=== TEXT EXTRACT ===

= British Rayon Research Association =

The British Rayon Research Association was a research institute formed in 1946 by the British Rayon Federation and others. It was funded by the Department of Scientific and Industrial Research and by voluntary funds from industry to investigate the chemical and physical properties of rayon and rayon fabrics, using a wide range of laboratory and theoretical methods. John Wilson, who was its Director from 1948 to 1958 was appointed a CBE for his work at the BRRA. It was located near Ringway Airport in Manchester, initially, and then at Heald Green near Manchester after 1955.

Work from the Association included academic publication, that included papers by Leslie Treloar in the journal Polymer. The BRRA sponsored Andrew Donald Booth's early research into computing at Birkbeck and was home to the first of his All Purpose Electronic Computers built in 1952

Under Wilson's leadership, the staff of BRRA grew to nearly 300 and gained an international reputation in textiles research. The BRRA also offered annual Technological Scholarships in the Departments of Textiles at the University of Manchester and the University of Leeds.

The Duke of Edinburgh opened the new BRRA laboratory at Heald Green on 11 May 1955. It cost £500,000. British Pathé filmed footage of research, at BRRA, on the strength of fabrics.

John Wilson was succeeded by Leonard Albert Wiseman in 1958.

==Merger with Cotton Research Association==
By at least 1955 it was apparent that there was potential for overlap in research with the work of the British Cotton Industry Research Association. In 1957 an official agreement was made to avoid duplication.

=== PROVIDED RECORDS ===

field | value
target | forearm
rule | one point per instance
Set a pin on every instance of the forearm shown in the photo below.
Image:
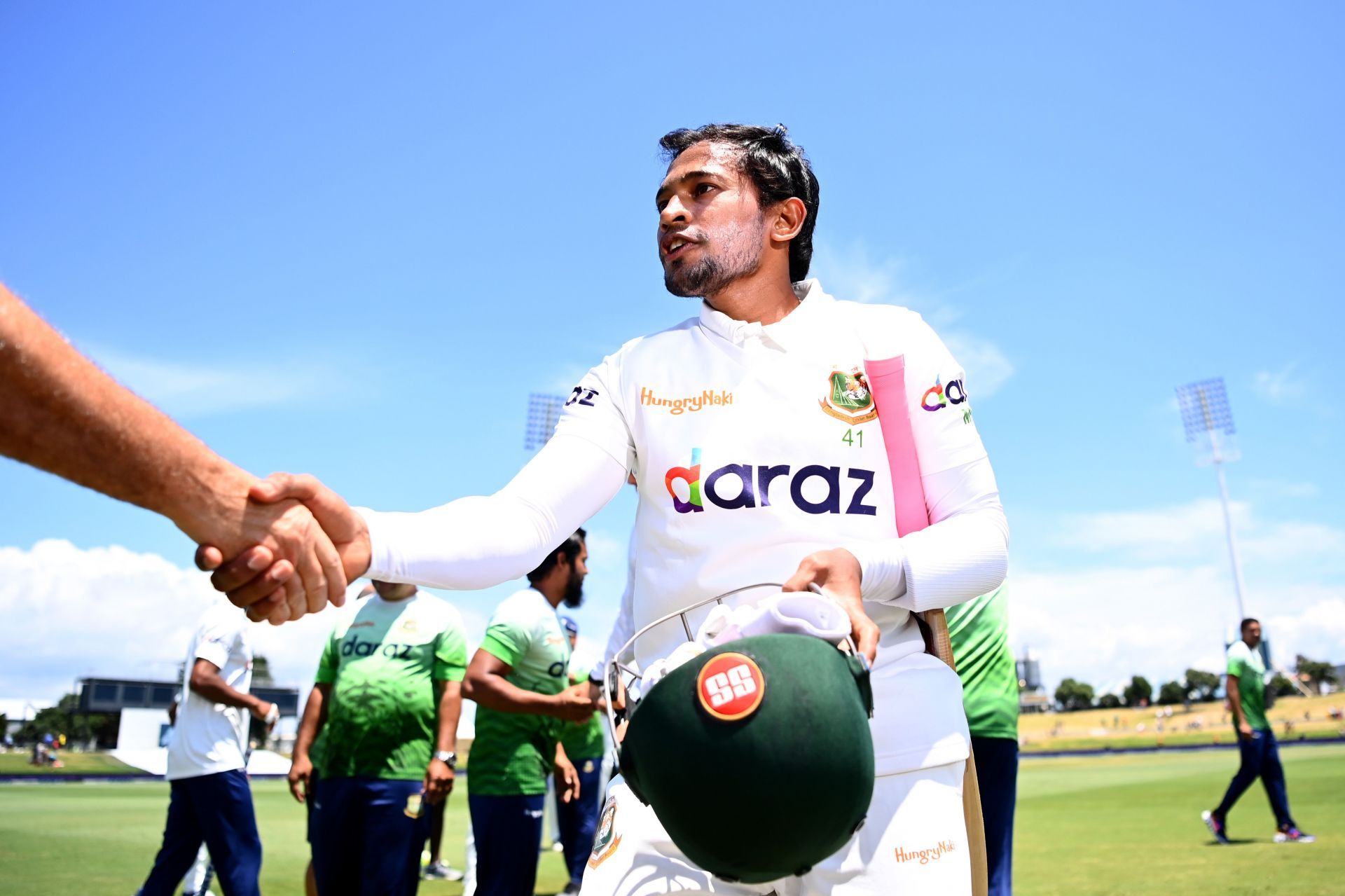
(478, 542)
(494, 692)
(217, 691)
(67, 416)
(960, 555)
(450, 712)
(315, 715)
(1235, 700)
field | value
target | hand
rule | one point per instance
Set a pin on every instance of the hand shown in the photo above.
(839, 571)
(567, 780)
(251, 576)
(301, 774)
(261, 710)
(439, 780)
(573, 704)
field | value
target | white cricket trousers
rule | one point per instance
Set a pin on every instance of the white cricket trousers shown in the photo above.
(915, 841)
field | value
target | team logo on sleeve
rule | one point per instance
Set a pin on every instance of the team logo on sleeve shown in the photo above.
(731, 687)
(605, 840)
(848, 397)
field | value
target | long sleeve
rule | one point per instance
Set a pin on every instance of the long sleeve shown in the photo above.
(483, 541)
(960, 555)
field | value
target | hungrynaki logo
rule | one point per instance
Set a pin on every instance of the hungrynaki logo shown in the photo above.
(925, 856)
(813, 489)
(939, 396)
(708, 399)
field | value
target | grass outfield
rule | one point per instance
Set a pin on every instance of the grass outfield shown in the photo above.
(17, 763)
(1293, 717)
(1091, 825)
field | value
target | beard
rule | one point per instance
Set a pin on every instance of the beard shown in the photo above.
(713, 272)
(573, 592)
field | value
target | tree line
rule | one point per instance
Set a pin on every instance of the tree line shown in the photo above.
(1194, 687)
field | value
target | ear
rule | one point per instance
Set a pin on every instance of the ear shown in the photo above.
(789, 219)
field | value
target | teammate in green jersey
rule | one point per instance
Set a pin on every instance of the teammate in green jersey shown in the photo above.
(979, 633)
(520, 681)
(1246, 687)
(389, 691)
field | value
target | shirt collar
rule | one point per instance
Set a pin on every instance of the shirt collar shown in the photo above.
(787, 333)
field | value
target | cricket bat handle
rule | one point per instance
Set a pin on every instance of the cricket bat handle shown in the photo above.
(938, 625)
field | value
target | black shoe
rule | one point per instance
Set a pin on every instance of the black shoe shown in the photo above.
(1216, 827)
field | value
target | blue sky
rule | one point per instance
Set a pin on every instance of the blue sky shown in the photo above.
(350, 240)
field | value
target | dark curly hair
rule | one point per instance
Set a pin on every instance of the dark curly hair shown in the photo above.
(776, 167)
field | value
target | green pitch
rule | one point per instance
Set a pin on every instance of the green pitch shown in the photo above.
(1109, 825)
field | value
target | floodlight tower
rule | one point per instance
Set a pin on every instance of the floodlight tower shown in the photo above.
(1210, 427)
(544, 412)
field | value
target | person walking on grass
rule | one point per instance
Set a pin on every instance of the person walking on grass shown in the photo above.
(1246, 689)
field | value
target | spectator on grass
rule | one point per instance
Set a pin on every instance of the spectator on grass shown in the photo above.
(584, 744)
(387, 698)
(1260, 755)
(210, 799)
(520, 680)
(979, 635)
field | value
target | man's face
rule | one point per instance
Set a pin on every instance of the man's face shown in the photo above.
(712, 229)
(574, 588)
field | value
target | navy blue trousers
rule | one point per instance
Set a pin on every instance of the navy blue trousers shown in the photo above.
(1260, 758)
(579, 818)
(216, 809)
(997, 773)
(368, 836)
(509, 834)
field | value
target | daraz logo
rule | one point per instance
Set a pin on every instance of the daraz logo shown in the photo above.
(754, 488)
(938, 396)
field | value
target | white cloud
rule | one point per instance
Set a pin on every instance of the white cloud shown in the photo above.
(852, 275)
(988, 368)
(1102, 626)
(109, 611)
(1196, 530)
(200, 389)
(1278, 385)
(1152, 592)
(1283, 489)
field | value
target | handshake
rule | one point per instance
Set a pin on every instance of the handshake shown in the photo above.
(287, 551)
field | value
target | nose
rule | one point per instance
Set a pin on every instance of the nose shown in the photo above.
(672, 213)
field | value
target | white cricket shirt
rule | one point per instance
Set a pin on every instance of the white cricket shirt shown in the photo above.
(755, 446)
(210, 738)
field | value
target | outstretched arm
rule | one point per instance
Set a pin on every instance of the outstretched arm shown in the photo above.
(467, 544)
(64, 415)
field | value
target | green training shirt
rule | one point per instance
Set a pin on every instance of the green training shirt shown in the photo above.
(514, 752)
(979, 633)
(381, 662)
(583, 740)
(1248, 669)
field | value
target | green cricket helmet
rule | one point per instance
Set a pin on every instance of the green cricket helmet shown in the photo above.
(757, 755)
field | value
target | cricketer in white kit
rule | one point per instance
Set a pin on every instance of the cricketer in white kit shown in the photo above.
(757, 454)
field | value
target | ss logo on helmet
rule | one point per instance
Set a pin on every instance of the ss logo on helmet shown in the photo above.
(731, 687)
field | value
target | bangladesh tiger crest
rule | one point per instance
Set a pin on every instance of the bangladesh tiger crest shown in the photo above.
(848, 397)
(605, 840)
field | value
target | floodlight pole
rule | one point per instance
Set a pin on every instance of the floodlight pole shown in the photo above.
(1223, 494)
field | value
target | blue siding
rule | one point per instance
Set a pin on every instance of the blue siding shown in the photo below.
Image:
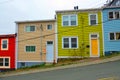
(108, 27)
(28, 64)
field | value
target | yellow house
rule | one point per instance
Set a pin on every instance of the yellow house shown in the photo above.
(79, 33)
(36, 42)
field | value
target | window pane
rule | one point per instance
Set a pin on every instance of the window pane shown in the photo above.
(49, 42)
(66, 42)
(27, 29)
(112, 37)
(27, 48)
(93, 20)
(4, 44)
(111, 16)
(65, 20)
(117, 15)
(32, 28)
(117, 36)
(73, 20)
(33, 48)
(49, 27)
(74, 42)
(1, 61)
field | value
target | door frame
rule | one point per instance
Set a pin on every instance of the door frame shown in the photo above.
(91, 45)
(53, 50)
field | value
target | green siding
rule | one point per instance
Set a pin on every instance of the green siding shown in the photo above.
(82, 31)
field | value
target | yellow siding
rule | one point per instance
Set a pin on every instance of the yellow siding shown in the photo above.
(82, 31)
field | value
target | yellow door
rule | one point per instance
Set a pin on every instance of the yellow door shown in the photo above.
(94, 47)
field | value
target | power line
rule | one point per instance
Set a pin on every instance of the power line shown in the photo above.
(56, 33)
(7, 1)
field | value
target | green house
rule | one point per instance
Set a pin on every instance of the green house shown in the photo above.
(79, 33)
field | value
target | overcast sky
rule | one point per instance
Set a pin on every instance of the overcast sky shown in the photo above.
(20, 10)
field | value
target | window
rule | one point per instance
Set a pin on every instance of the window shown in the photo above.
(4, 44)
(30, 48)
(4, 62)
(115, 36)
(49, 42)
(92, 19)
(114, 15)
(30, 28)
(49, 27)
(70, 42)
(69, 20)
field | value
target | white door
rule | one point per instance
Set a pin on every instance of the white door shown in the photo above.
(50, 51)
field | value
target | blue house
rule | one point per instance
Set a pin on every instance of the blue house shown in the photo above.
(111, 27)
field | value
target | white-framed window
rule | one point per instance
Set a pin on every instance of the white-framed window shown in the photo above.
(30, 48)
(70, 42)
(4, 62)
(69, 20)
(93, 19)
(114, 36)
(4, 45)
(114, 15)
(30, 28)
(49, 27)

===

TASK SET:
(1) List every distinct year mentioned in the article on the British Rayon Research Association, in chronological order.
(2) According to the article on the British Rayon Research Association, what did the new laboratory at Heald Green cost?
(3) Write out the passage of the article on the British Rayon Research Association starting with "Work from the" and going on through "University of Leeds.".

SOLUTIONS:
(1) 1946, 1948, 1952, 1955, 1957, 1958

(2) It cost £500,000.

(3)
Work from the Association included academic publication, that included papers by Leslie Treloar in the journal Polymer. The BRRA sponsored Andrew Donald Booth's early research into computing at Birkbeck and was home to the first of his All Purpose Electronic Computers built in 1952

Under Wilson's leadership, the staff of BRRA grew to nearly 300 and gained an international reputation in textiles research. The BRRA also offered annual Technological Scholarships in the Departments of Textiles at the University of Manchester and the University of Leeds.